• [DOCUMENT EXCERPT]
━━━━━━
Target generates Parquet files with date-based partitioning for analytics queries...

S3 path: s3://analytics-lake/events/2024-01-15/part-103000.parquet
Format: Parquet (columnar storage)
Compression: Snappy
Partition: Date-based directory structure

AWS Security Lake Integration

Configuring target for AWS Security Lake with required path structure...

targets:
- name: security-lake-export
type: awss3
key: AKIAIOSFODNN7EXAMPLE
secret: wJalrXUtnFEMI/K7MDENG/bPxRfiCYEXAMPLEKEY
region: us-east-1
source: datastream
account: "123456789012"
buckets:
- bucket: security-lake-bucket
name: "events-{unix}.parquet"
format: parquet
schema: /etc/datastream/schemas/ocsf.parquet
compression: gzip
size: 104857600
batch: 50000

Target uses Security Lake path structure for automatic ingestion...

S3 path: s3://security-lake-bucket/ext/datastream/region=us-east-1/accountId=123456789012/eventDay=20240115/events-1705318800.parquet

Path structure enables AWS Security Lake automatic discovery and ingestion.
━━━━━━
Stored records:
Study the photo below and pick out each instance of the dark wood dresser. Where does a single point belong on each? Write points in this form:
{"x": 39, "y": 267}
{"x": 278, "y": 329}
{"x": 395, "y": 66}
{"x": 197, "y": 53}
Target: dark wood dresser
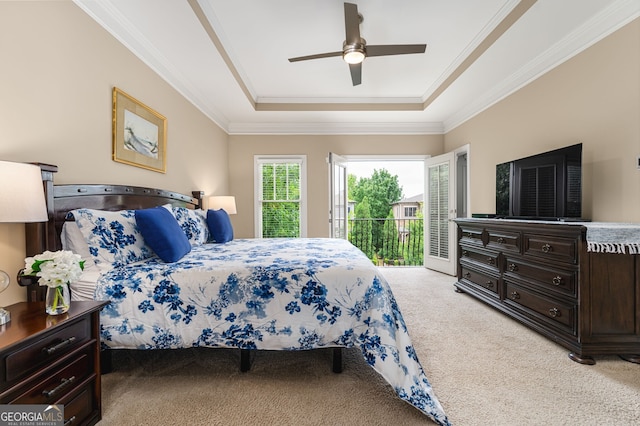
{"x": 53, "y": 359}
{"x": 542, "y": 275}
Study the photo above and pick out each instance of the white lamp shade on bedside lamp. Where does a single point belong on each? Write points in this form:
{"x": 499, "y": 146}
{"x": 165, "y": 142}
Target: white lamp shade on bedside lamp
{"x": 21, "y": 201}
{"x": 21, "y": 193}
{"x": 225, "y": 202}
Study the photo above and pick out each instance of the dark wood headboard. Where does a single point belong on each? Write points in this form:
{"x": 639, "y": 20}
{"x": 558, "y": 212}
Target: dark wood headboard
{"x": 61, "y": 199}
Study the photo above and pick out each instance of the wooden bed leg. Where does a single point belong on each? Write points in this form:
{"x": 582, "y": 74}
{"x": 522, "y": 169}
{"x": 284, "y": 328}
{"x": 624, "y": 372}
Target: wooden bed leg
{"x": 106, "y": 361}
{"x": 245, "y": 360}
{"x": 337, "y": 360}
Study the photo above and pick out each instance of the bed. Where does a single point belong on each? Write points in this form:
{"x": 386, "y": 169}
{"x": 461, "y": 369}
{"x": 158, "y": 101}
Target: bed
{"x": 250, "y": 294}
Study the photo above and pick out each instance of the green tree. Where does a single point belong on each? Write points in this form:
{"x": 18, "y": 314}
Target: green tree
{"x": 281, "y": 200}
{"x": 390, "y": 238}
{"x": 414, "y": 241}
{"x": 382, "y": 190}
{"x": 360, "y": 233}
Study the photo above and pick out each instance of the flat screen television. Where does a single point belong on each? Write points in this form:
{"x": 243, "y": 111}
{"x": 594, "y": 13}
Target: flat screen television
{"x": 546, "y": 186}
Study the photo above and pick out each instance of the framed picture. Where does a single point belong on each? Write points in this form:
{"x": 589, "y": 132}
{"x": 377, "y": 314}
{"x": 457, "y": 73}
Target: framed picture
{"x": 139, "y": 134}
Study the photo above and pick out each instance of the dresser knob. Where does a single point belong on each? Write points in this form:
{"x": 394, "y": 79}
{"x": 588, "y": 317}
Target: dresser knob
{"x": 554, "y": 312}
{"x": 51, "y": 349}
{"x": 63, "y": 384}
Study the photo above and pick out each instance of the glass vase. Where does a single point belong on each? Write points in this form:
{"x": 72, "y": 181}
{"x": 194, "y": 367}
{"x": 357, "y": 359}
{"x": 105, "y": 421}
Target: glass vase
{"x": 58, "y": 299}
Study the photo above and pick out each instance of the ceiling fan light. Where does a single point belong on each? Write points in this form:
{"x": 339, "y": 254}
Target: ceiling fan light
{"x": 353, "y": 56}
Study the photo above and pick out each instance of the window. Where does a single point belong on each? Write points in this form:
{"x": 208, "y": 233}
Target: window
{"x": 410, "y": 211}
{"x": 280, "y": 196}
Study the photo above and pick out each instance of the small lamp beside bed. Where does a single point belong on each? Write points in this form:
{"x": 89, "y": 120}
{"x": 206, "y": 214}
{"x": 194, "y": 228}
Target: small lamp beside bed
{"x": 22, "y": 200}
{"x": 224, "y": 202}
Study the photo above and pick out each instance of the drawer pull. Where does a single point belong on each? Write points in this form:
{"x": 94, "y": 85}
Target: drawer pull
{"x": 51, "y": 349}
{"x": 64, "y": 383}
{"x": 554, "y": 312}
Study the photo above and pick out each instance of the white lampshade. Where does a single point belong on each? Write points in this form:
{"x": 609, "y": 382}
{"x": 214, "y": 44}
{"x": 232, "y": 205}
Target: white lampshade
{"x": 225, "y": 202}
{"x": 21, "y": 193}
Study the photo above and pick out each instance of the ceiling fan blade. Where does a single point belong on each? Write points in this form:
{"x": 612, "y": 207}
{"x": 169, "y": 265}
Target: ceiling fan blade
{"x": 356, "y": 73}
{"x": 317, "y": 56}
{"x": 351, "y": 23}
{"x": 395, "y": 49}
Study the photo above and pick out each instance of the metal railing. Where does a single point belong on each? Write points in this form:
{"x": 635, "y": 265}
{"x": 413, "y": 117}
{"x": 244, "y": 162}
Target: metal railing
{"x": 389, "y": 242}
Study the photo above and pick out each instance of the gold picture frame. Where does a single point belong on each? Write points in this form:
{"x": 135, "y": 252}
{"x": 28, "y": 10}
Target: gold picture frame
{"x": 139, "y": 134}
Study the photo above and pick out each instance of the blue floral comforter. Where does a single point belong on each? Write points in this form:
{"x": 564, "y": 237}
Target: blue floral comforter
{"x": 279, "y": 294}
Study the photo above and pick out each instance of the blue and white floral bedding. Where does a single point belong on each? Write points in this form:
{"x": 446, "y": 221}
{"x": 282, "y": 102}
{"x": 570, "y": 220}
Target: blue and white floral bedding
{"x": 279, "y": 294}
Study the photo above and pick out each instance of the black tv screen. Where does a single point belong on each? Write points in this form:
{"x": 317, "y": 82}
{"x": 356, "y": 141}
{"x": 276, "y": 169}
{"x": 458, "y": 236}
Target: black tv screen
{"x": 546, "y": 186}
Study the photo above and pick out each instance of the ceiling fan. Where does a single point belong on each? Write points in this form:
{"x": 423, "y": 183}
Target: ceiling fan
{"x": 355, "y": 49}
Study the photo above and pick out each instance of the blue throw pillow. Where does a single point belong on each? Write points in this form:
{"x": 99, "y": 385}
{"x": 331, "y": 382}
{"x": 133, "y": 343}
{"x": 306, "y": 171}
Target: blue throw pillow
{"x": 219, "y": 226}
{"x": 162, "y": 233}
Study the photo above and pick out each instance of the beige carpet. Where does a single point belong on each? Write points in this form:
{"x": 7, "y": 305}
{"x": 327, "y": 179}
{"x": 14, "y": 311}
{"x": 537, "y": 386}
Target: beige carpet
{"x": 481, "y": 364}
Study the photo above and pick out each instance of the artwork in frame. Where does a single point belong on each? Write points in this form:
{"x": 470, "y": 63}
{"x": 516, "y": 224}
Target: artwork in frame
{"x": 139, "y": 133}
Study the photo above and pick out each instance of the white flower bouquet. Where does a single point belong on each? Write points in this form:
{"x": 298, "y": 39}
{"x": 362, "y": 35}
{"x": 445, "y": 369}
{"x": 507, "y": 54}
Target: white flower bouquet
{"x": 55, "y": 270}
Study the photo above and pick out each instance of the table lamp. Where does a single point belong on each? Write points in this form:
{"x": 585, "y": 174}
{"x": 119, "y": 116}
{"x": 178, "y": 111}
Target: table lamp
{"x": 21, "y": 201}
{"x": 225, "y": 202}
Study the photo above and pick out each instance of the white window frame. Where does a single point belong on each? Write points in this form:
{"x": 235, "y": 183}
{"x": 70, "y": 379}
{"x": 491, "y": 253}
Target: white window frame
{"x": 258, "y": 160}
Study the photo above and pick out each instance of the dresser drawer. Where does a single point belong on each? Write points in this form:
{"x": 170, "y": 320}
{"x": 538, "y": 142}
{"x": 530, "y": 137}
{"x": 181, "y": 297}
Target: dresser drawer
{"x": 485, "y": 282}
{"x": 558, "y": 314}
{"x": 482, "y": 258}
{"x": 50, "y": 386}
{"x": 78, "y": 408}
{"x": 471, "y": 234}
{"x": 504, "y": 240}
{"x": 46, "y": 350}
{"x": 551, "y": 247}
{"x": 544, "y": 277}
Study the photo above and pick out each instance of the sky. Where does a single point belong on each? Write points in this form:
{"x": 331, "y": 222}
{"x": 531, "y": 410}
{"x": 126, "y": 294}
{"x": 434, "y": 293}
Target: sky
{"x": 410, "y": 173}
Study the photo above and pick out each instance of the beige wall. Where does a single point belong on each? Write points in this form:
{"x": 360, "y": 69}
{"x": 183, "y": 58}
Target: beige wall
{"x": 594, "y": 98}
{"x": 243, "y": 148}
{"x": 58, "y": 70}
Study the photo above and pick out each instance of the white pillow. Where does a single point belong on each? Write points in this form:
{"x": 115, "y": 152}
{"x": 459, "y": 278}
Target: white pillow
{"x": 113, "y": 237}
{"x": 73, "y": 240}
{"x": 193, "y": 223}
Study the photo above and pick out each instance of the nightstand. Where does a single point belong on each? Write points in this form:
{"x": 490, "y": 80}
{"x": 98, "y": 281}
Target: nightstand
{"x": 53, "y": 359}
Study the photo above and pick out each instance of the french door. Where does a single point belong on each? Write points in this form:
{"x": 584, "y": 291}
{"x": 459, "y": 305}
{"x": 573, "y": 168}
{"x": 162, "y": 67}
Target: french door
{"x": 440, "y": 239}
{"x": 338, "y": 205}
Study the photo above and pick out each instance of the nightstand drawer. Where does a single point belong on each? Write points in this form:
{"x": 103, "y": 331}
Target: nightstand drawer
{"x": 50, "y": 386}
{"x": 27, "y": 359}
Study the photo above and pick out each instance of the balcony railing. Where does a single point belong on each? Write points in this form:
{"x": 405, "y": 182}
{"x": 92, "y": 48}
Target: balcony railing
{"x": 389, "y": 242}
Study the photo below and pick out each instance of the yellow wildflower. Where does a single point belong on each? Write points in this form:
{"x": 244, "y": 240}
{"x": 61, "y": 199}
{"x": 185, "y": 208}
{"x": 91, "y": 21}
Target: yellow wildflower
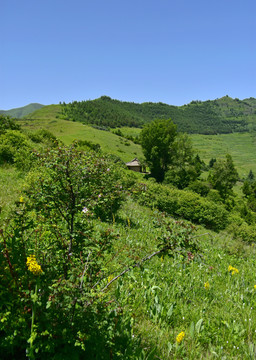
{"x": 207, "y": 285}
{"x": 33, "y": 266}
{"x": 180, "y": 337}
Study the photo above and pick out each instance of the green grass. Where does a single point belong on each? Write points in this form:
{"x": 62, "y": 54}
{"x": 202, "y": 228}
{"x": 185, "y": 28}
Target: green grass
{"x": 167, "y": 297}
{"x": 68, "y": 131}
{"x": 241, "y": 146}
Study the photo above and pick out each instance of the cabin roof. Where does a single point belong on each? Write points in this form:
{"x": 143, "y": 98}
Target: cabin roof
{"x": 134, "y": 162}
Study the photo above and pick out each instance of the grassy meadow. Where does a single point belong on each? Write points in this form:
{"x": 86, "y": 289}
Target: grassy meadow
{"x": 184, "y": 308}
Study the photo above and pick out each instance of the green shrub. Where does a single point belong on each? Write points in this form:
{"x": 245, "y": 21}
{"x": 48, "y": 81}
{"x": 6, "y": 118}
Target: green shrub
{"x": 184, "y": 204}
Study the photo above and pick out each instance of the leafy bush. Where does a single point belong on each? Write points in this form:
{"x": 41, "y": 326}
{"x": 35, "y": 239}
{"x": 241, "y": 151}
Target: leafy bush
{"x": 185, "y": 204}
{"x": 55, "y": 263}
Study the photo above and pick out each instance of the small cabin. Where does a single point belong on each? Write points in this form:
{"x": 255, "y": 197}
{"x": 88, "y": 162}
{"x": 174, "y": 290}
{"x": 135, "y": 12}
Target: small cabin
{"x": 134, "y": 165}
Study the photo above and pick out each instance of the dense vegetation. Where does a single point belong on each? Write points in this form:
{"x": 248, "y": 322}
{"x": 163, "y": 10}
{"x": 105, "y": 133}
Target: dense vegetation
{"x": 223, "y": 115}
{"x": 101, "y": 263}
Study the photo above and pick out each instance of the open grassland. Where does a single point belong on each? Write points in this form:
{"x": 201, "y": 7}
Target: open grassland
{"x": 68, "y": 131}
{"x": 214, "y": 307}
{"x": 241, "y": 146}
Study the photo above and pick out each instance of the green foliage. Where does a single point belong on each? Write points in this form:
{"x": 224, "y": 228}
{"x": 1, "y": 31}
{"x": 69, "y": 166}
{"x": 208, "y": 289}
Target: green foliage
{"x": 209, "y": 117}
{"x": 224, "y": 176}
{"x": 54, "y": 223}
{"x": 6, "y": 123}
{"x": 184, "y": 204}
{"x": 157, "y": 141}
{"x": 200, "y": 187}
{"x": 185, "y": 168}
{"x": 22, "y": 111}
{"x": 62, "y": 307}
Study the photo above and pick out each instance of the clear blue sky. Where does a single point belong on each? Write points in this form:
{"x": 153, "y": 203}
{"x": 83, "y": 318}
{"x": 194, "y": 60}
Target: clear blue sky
{"x": 173, "y": 51}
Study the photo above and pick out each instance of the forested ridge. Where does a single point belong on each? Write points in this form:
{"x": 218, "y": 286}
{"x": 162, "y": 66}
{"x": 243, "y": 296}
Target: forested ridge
{"x": 220, "y": 116}
{"x": 99, "y": 262}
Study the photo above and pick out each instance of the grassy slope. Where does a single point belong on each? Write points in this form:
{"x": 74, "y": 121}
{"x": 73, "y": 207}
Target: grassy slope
{"x": 22, "y": 111}
{"x": 164, "y": 297}
{"x": 241, "y": 146}
{"x": 167, "y": 298}
{"x": 225, "y": 115}
{"x": 68, "y": 131}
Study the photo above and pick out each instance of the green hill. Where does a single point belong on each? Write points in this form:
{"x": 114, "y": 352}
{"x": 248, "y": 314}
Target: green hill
{"x": 22, "y": 111}
{"x": 225, "y": 115}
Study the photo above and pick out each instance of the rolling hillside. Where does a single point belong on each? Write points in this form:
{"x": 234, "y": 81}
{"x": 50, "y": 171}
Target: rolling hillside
{"x": 22, "y": 111}
{"x": 225, "y": 115}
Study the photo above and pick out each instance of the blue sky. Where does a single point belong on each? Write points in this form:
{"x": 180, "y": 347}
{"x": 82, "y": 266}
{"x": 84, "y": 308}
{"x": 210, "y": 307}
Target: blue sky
{"x": 173, "y": 51}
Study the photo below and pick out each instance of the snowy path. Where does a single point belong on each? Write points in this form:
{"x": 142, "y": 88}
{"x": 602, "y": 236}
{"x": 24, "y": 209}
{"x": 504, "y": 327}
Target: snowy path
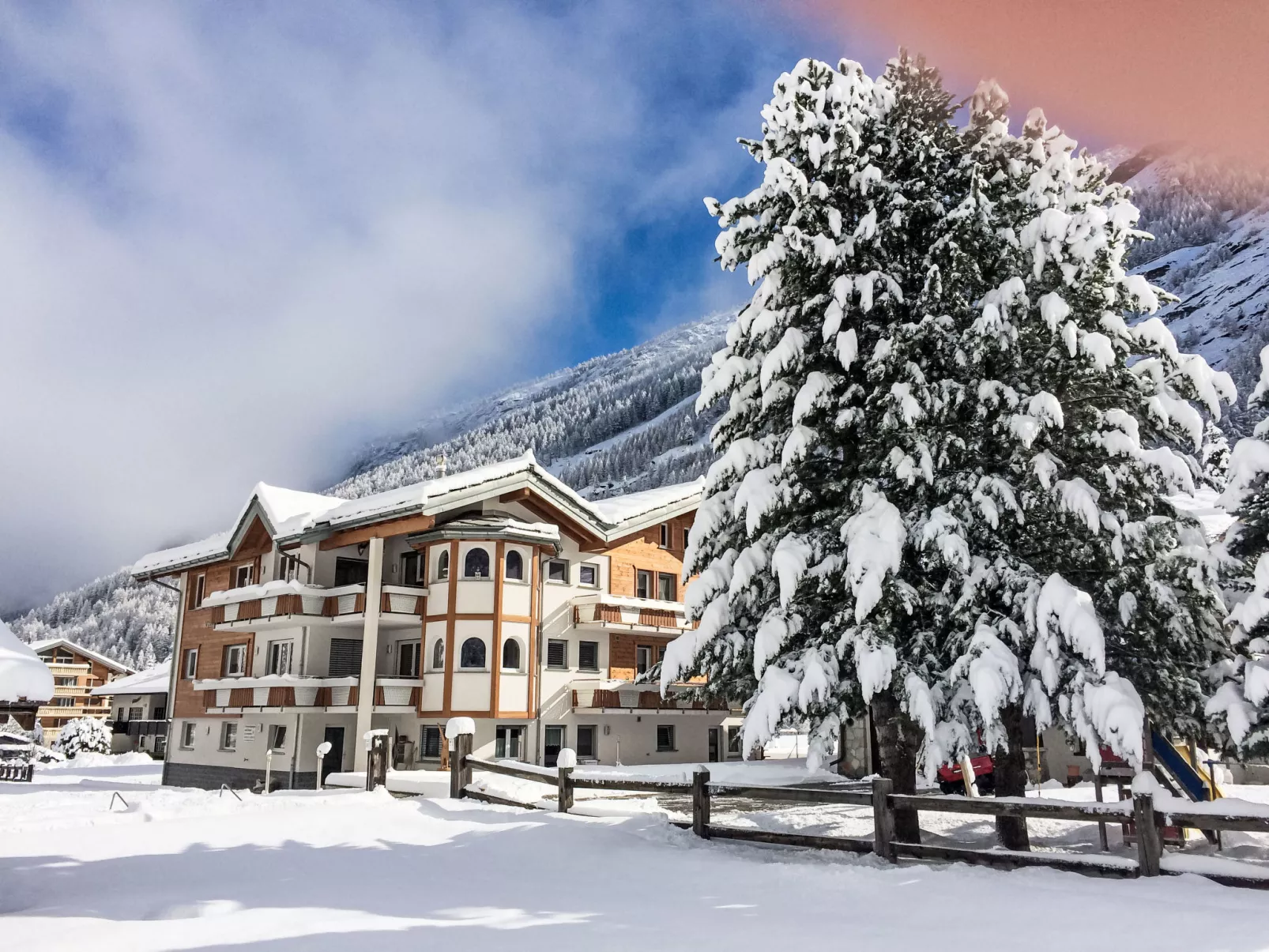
{"x": 354, "y": 870}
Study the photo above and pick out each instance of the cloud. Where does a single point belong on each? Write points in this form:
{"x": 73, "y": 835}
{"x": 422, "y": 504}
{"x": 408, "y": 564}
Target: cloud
{"x": 236, "y": 238}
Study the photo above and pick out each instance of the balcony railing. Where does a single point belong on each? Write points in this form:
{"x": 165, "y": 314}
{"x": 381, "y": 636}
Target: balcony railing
{"x": 278, "y": 690}
{"x": 634, "y": 613}
{"x": 257, "y": 603}
{"x": 140, "y": 728}
{"x": 636, "y": 697}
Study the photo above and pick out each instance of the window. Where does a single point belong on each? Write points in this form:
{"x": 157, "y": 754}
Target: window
{"x": 352, "y": 571}
{"x": 508, "y": 743}
{"x": 429, "y": 742}
{"x": 345, "y": 658}
{"x": 514, "y": 565}
{"x": 510, "y": 655}
{"x": 665, "y": 587}
{"x": 473, "y": 654}
{"x": 234, "y": 661}
{"x": 277, "y": 736}
{"x": 476, "y": 564}
{"x": 280, "y": 657}
{"x": 412, "y": 569}
{"x": 408, "y": 659}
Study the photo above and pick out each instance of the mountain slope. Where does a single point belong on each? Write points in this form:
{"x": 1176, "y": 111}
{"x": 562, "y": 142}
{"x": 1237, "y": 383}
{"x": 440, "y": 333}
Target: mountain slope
{"x": 626, "y": 422}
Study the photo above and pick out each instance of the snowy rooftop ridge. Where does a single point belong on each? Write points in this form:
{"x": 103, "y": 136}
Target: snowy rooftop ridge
{"x": 151, "y": 680}
{"x": 292, "y": 514}
{"x": 79, "y": 649}
{"x": 23, "y": 677}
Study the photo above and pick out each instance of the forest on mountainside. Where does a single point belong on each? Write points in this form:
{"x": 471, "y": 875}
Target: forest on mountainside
{"x": 626, "y": 422}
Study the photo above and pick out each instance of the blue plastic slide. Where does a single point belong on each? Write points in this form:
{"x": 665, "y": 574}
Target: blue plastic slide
{"x": 1181, "y": 770}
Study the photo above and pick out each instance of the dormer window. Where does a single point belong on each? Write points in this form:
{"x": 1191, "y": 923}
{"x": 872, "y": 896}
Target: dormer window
{"x": 476, "y": 564}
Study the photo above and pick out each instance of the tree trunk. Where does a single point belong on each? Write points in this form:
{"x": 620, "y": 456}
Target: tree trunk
{"x": 898, "y": 742}
{"x": 1011, "y": 774}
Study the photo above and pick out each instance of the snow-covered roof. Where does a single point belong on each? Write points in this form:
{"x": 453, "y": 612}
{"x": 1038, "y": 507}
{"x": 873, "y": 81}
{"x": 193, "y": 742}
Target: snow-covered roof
{"x": 634, "y": 506}
{"x": 151, "y": 680}
{"x": 80, "y": 650}
{"x": 291, "y": 516}
{"x": 23, "y": 677}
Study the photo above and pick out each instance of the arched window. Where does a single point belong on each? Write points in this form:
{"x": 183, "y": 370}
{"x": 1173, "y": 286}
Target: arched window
{"x": 473, "y": 654}
{"x": 514, "y": 566}
{"x": 476, "y": 565}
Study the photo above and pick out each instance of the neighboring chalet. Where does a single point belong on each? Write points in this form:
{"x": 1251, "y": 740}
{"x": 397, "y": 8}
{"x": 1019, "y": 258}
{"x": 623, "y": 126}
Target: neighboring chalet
{"x": 77, "y": 672}
{"x": 140, "y": 703}
{"x": 498, "y": 594}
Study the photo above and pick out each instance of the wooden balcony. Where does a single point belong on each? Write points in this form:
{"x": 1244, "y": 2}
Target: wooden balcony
{"x": 634, "y": 701}
{"x": 399, "y": 606}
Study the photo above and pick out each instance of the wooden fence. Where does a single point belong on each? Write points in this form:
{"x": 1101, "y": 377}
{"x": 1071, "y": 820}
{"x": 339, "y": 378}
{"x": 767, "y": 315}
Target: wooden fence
{"x": 1147, "y": 822}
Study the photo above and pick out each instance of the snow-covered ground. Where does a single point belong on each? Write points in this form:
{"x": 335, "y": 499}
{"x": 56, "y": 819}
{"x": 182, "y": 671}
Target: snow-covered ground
{"x": 339, "y": 870}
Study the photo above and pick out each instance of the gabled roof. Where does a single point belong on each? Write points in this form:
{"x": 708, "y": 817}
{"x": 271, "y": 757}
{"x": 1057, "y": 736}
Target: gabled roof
{"x": 151, "y": 680}
{"x": 80, "y": 650}
{"x": 292, "y": 517}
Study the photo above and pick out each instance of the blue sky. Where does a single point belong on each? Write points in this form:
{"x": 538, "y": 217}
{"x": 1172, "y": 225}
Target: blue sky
{"x": 240, "y": 239}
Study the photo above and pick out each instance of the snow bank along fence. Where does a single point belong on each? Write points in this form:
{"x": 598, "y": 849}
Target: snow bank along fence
{"x": 1139, "y": 811}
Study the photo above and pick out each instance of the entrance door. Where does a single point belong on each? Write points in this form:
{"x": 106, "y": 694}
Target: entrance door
{"x": 334, "y": 759}
{"x": 552, "y": 744}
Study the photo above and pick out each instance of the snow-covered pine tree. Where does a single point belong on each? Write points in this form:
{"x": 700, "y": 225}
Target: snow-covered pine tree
{"x": 819, "y": 592}
{"x": 1083, "y": 570}
{"x": 1241, "y": 702}
{"x": 84, "y": 736}
{"x": 1214, "y": 457}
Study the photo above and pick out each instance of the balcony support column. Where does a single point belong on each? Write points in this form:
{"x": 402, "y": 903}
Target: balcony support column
{"x": 370, "y": 652}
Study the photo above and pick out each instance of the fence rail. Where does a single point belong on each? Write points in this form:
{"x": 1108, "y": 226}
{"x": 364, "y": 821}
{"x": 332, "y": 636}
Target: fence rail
{"x": 1139, "y": 813}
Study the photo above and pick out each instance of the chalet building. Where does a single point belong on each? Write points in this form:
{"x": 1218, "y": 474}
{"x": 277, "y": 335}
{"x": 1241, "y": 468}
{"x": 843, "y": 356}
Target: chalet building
{"x": 77, "y": 672}
{"x": 498, "y": 594}
{"x": 140, "y": 702}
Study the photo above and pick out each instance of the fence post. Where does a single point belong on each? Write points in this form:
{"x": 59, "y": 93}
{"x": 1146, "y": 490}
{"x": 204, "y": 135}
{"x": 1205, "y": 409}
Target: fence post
{"x": 883, "y": 819}
{"x": 701, "y": 803}
{"x": 460, "y": 771}
{"x": 1147, "y": 834}
{"x": 565, "y": 790}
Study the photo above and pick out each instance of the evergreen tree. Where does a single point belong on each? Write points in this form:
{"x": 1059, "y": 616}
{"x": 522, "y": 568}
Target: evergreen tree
{"x": 1241, "y": 702}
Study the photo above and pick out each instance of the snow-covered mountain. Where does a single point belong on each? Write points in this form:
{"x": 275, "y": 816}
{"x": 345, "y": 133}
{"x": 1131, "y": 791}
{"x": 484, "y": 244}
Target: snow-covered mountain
{"x": 626, "y": 422}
━━━━━━
• [OBJECTIVE] Please return the part of the Security Lake excerpt that begins at the words "Target generates Parquet" and stops after "Parquet (columnar storage)". The rows are separate material, apart from the Security Lake excerpt.

• [SOLUTION]
Target generates Parquet files with date-based partitioning for analytics queries...

S3 path: s3://analytics-lake/events/2024-01-15/part-103000.parquet
Format: Parquet (columnar storage)